● Provided records
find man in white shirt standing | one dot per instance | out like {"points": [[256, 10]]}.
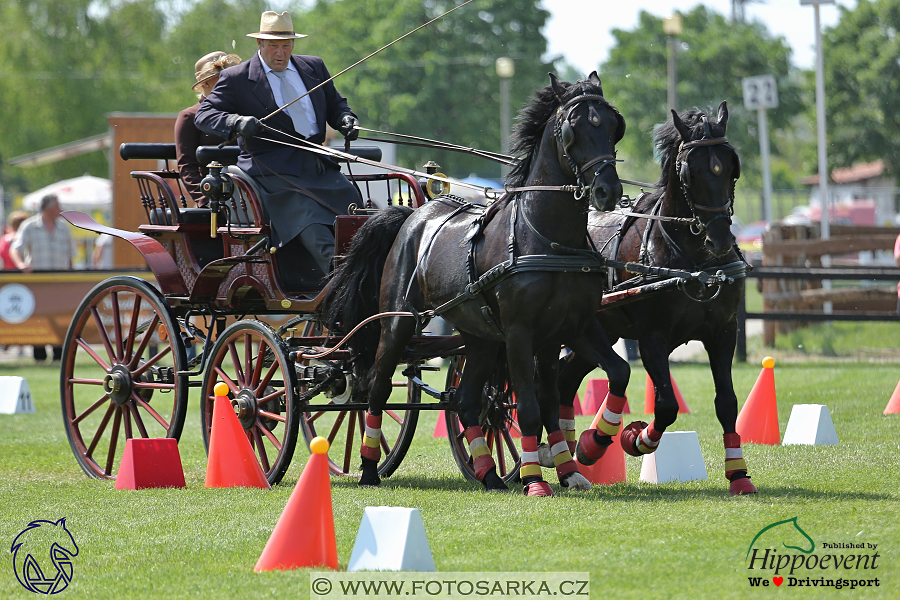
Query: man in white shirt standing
{"points": [[44, 242]]}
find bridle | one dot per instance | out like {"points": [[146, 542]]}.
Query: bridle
{"points": [[565, 137], [715, 166]]}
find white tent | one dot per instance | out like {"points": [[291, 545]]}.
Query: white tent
{"points": [[81, 193]]}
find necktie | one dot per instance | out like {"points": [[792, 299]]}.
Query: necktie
{"points": [[296, 112]]}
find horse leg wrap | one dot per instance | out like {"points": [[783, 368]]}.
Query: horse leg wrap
{"points": [[593, 443], [562, 457], [735, 467], [639, 438], [567, 426], [530, 471], [478, 450], [611, 414], [371, 447]]}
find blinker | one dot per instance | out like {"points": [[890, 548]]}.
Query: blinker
{"points": [[715, 165]]}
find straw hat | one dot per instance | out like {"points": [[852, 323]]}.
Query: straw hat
{"points": [[211, 65], [273, 26]]}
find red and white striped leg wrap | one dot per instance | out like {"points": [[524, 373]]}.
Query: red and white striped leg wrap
{"points": [[530, 471], [531, 465], [736, 468], [371, 447], [562, 457], [734, 455], [611, 414], [478, 450], [567, 426], [648, 440]]}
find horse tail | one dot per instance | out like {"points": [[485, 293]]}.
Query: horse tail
{"points": [[352, 294]]}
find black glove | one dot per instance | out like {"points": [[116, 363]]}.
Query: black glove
{"points": [[244, 126], [349, 123]]}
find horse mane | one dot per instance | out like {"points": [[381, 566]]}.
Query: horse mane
{"points": [[667, 141], [532, 120]]}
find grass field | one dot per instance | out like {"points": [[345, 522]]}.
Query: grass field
{"points": [[637, 540]]}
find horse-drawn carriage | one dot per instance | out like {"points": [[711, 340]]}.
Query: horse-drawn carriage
{"points": [[229, 309]]}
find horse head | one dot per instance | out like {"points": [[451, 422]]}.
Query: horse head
{"points": [[707, 167], [587, 128]]}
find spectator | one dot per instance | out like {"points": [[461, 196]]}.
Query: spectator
{"points": [[897, 262], [9, 234], [44, 242], [187, 137]]}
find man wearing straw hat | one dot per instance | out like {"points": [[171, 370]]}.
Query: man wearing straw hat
{"points": [[187, 137], [302, 192]]}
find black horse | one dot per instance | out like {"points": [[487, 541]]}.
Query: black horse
{"points": [[685, 224], [519, 274]]}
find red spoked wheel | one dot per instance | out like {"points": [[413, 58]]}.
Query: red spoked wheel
{"points": [[119, 376], [500, 428], [252, 361], [344, 428]]}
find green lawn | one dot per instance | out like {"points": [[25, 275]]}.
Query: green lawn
{"points": [[637, 540]]}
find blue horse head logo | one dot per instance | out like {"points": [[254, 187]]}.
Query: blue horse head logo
{"points": [[38, 546], [787, 531]]}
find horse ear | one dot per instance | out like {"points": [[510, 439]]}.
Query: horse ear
{"points": [[595, 81], [723, 115], [558, 89], [680, 126]]}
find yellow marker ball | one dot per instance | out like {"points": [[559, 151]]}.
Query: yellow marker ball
{"points": [[319, 445]]}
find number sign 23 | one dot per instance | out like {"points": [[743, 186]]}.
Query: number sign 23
{"points": [[760, 92]]}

● Task requirements
Output the material above verbatim but exclude each picture.

● Solved problem
find man in white shirt standing | one dot per instance | out like {"points": [[256, 10]]}.
Query: man in white shirt standing
{"points": [[44, 242]]}
find bridle | one dot per instance | out like {"points": [[146, 542]]}.
Query: bridle
{"points": [[565, 137], [715, 166]]}
find white tent | one dot per instance | out like {"points": [[291, 545]]}.
Query: white tent
{"points": [[81, 193]]}
find necktie | one dot per instance | out like {"points": [[792, 299]]}.
Query: necktie
{"points": [[296, 112]]}
find horse leg wrap | one dot per instance | out like {"points": [[783, 368]]}.
Query: horse leg wrap
{"points": [[593, 443], [562, 457], [735, 467], [639, 438], [567, 426], [530, 471], [478, 450], [611, 414], [371, 447]]}
find blinker | one dot per instance | out like {"points": [[890, 548]]}.
Query: blinker
{"points": [[715, 165]]}
find straw hat | one dot per instance | out like {"points": [[852, 323]]}.
Query: straw hat
{"points": [[211, 65], [273, 26]]}
find red and white striped leg wrap | one dot per instance | out like {"points": [[524, 373]]}.
Query: red and white striped leg wrap
{"points": [[530, 471], [531, 465], [736, 468], [371, 447], [562, 457], [734, 455], [611, 414], [478, 450], [567, 426], [648, 440]]}
find horse tail | one dot per instance | out like {"points": [[485, 293]]}.
Query: horse tail
{"points": [[352, 294]]}
find black glove | one dot per instance | out like {"points": [[116, 363]]}.
Query: black glove
{"points": [[244, 126], [349, 123]]}
find horse mane | one dot per instance | out like {"points": [[381, 566]]}.
Query: horse mane
{"points": [[667, 141], [532, 120]]}
find grass field | one dot per instance | out like {"points": [[345, 522]]}.
Query: grass field
{"points": [[637, 540]]}
find horse-drawn carriage | one dot per instance | out like {"points": [[711, 340]]}.
Query: horse-drawn carriage
{"points": [[229, 309]]}
find horse head | one dot per instance | out like {"points": [[451, 422]]}.
Query: horse head
{"points": [[707, 167], [587, 128]]}
find spectator | one dot per instance | out like {"points": [[461, 196]]}.
Query: spectator
{"points": [[897, 262], [9, 234], [44, 242], [187, 137]]}
find man wearing straw hat | one dot per instance | out like {"points": [[171, 370]]}.
Query: man wearing straw hat
{"points": [[187, 137], [302, 192]]}
find black horse | one dot per instance | out like {"points": [[487, 541]]}.
Query: black horse
{"points": [[685, 224], [519, 274]]}
find red spoked wheel | one dot per instance | out like {"points": [[413, 58]]}.
Query: red spoked wheel
{"points": [[119, 376], [500, 428], [252, 361], [344, 428]]}
find green lawn | one dot per instance | out like {"points": [[25, 275]]}.
Query: green lawn
{"points": [[637, 540]]}
find blue horse head logo | one dot per instance | out like {"points": [[254, 187]]}.
Query: blue horse head logo
{"points": [[38, 546], [787, 531]]}
find horse ear | one dot per instance | out like {"points": [[510, 439]]}.
Query: horse ear
{"points": [[595, 81], [723, 115], [558, 89], [680, 126]]}
find yellow marker ball | one dot per instance | out like {"points": [[559, 151]]}.
Query: yellow marker ball
{"points": [[319, 445]]}
find number sign 23 | one dot per instance | out like {"points": [[743, 186]]}.
Query: number sign 23
{"points": [[760, 92]]}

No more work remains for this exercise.